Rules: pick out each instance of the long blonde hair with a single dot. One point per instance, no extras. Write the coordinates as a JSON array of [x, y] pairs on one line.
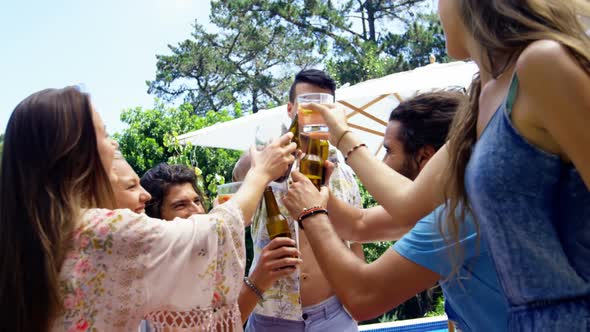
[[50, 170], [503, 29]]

====================

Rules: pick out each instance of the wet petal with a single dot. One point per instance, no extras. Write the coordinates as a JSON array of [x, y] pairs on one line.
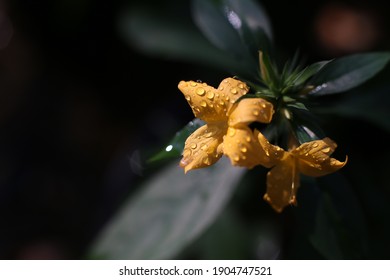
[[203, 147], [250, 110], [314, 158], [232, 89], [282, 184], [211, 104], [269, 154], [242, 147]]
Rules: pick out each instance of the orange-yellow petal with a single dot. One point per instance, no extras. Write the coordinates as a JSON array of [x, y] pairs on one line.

====================

● EXERCISE
If a picture sits between the line containing "Rules: pick out each instance of the wet" and the line containing "Rules: pick out each instance of the orange-yellow", leave it out, and return the lines of that range above exactly, both ends included.

● ANSWER TO THIS PROBLEM
Rules: pick out each instance of the wet petal with a single dot. One point per instance, no extras. Write the coordinates as a JSON array of [x, y] pairs on one line.
[[203, 147], [250, 110], [314, 158], [232, 89], [282, 184], [211, 104], [269, 154], [242, 147]]
Rules: pick out each instance of the orange-yellow petal with a single dot. One point per instance, no extras. Write the coordinates as a JSON array of [x, y] pairs on one line.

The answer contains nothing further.